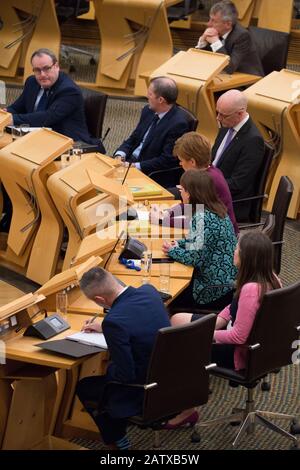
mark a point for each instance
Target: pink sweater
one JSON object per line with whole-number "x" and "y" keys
{"x": 247, "y": 307}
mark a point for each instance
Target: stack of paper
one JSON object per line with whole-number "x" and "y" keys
{"x": 92, "y": 339}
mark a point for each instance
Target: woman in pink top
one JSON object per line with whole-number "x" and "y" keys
{"x": 254, "y": 259}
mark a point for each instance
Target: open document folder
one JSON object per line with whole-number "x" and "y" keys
{"x": 77, "y": 345}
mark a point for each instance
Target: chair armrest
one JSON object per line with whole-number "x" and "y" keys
{"x": 244, "y": 226}
{"x": 251, "y": 198}
{"x": 144, "y": 386}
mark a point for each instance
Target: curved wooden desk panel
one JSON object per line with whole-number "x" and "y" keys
{"x": 25, "y": 166}
{"x": 135, "y": 36}
{"x": 273, "y": 106}
{"x": 18, "y": 40}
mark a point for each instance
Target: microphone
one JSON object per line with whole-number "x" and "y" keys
{"x": 113, "y": 249}
{"x": 106, "y": 134}
{"x": 125, "y": 176}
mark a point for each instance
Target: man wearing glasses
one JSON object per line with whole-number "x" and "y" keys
{"x": 225, "y": 36}
{"x": 51, "y": 99}
{"x": 238, "y": 149}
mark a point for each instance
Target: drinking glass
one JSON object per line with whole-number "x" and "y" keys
{"x": 164, "y": 277}
{"x": 15, "y": 132}
{"x": 146, "y": 267}
{"x": 121, "y": 159}
{"x": 62, "y": 304}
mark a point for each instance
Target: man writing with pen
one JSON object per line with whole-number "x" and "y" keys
{"x": 130, "y": 328}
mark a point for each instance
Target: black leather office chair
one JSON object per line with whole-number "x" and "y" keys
{"x": 270, "y": 346}
{"x": 279, "y": 210}
{"x": 170, "y": 178}
{"x": 256, "y": 201}
{"x": 94, "y": 107}
{"x": 182, "y": 10}
{"x": 272, "y": 47}
{"x": 177, "y": 377}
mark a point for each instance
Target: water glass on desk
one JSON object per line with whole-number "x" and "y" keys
{"x": 121, "y": 159}
{"x": 20, "y": 131}
{"x": 62, "y": 304}
{"x": 146, "y": 267}
{"x": 164, "y": 277}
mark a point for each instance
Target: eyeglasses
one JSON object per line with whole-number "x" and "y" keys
{"x": 45, "y": 69}
{"x": 222, "y": 115}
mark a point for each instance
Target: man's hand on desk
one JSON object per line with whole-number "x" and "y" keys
{"x": 168, "y": 245}
{"x": 210, "y": 35}
{"x": 91, "y": 326}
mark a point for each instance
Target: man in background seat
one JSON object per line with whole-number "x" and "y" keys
{"x": 150, "y": 146}
{"x": 51, "y": 99}
{"x": 226, "y": 36}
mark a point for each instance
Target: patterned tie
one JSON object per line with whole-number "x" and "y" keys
{"x": 228, "y": 139}
{"x": 42, "y": 104}
{"x": 152, "y": 128}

• Task prompt:
Retype the entries word for word. Omit any images.

• Solution to this exercise:
mark a point for each instance
Target: pink sweater
one JSON object per line with whole-number "x" and "y" keys
{"x": 247, "y": 307}
mark a point for each instance
Target: stack of paper
one JSON object per line with whole-number "x" and "y" keys
{"x": 92, "y": 339}
mark a point for each instance
Target: woman in pink top
one JSON object per line with whole-number "x" and "y" keys
{"x": 254, "y": 259}
mark a point for each instance
Target: open document folder
one JSON object per line with whole-number "x" and "y" keys
{"x": 77, "y": 345}
mark a point for each instance
Target: chair armrest
one JSON object per line with whole-number "x" and "y" keys
{"x": 244, "y": 226}
{"x": 251, "y": 198}
{"x": 144, "y": 386}
mark a point for each instance
Target: curved wooden desk panel
one JSON object per line with whole-number "x" and "y" keys
{"x": 25, "y": 166}
{"x": 135, "y": 36}
{"x": 273, "y": 106}
{"x": 18, "y": 40}
mark a point for each instance
Target: microphone
one JSON object per line with whole-number "x" and "y" keys
{"x": 113, "y": 249}
{"x": 106, "y": 134}
{"x": 125, "y": 176}
mark a point for each instance
Target: man wearing glasses
one JSON object per line with whole-number "x" and "y" keys
{"x": 225, "y": 36}
{"x": 51, "y": 99}
{"x": 238, "y": 149}
mark a point for each instance
Target: drinking glass
one JSON object per line with whole-number "x" and "y" keys
{"x": 164, "y": 277}
{"x": 15, "y": 132}
{"x": 146, "y": 267}
{"x": 121, "y": 159}
{"x": 62, "y": 304}
mark a point for each instance
Target: man writing with pen
one JSON object per line with whole-number "x" and "y" keys
{"x": 130, "y": 328}
mark a point for each instance
Target: black leather office chair
one JSON object per line with whole-number "x" and "y" keys
{"x": 270, "y": 346}
{"x": 279, "y": 210}
{"x": 170, "y": 178}
{"x": 256, "y": 201}
{"x": 94, "y": 107}
{"x": 182, "y": 10}
{"x": 272, "y": 47}
{"x": 177, "y": 377}
mark a point for each instance
Target: water glass on desk
one JSON object per line with whole-number "x" and "y" keys
{"x": 121, "y": 159}
{"x": 20, "y": 131}
{"x": 62, "y": 304}
{"x": 146, "y": 267}
{"x": 164, "y": 277}
mark a point for each instance
Target: eyeglasses
one JSON object per line with whole-number "x" and "y" keys
{"x": 45, "y": 69}
{"x": 222, "y": 115}
mark a point for each instance
Target: man's hand on desk
one JSON object per line with whole-number "x" and "y" keys
{"x": 168, "y": 245}
{"x": 210, "y": 35}
{"x": 91, "y": 326}
mark a point for each instance
Target: man in background seat
one JSON object per line with whole-number "x" and "y" keys
{"x": 150, "y": 146}
{"x": 51, "y": 99}
{"x": 226, "y": 36}
mark a point for each instance
Target: patterned tie
one JSON object per line with whole-number "x" and "y" keys
{"x": 228, "y": 139}
{"x": 42, "y": 104}
{"x": 152, "y": 128}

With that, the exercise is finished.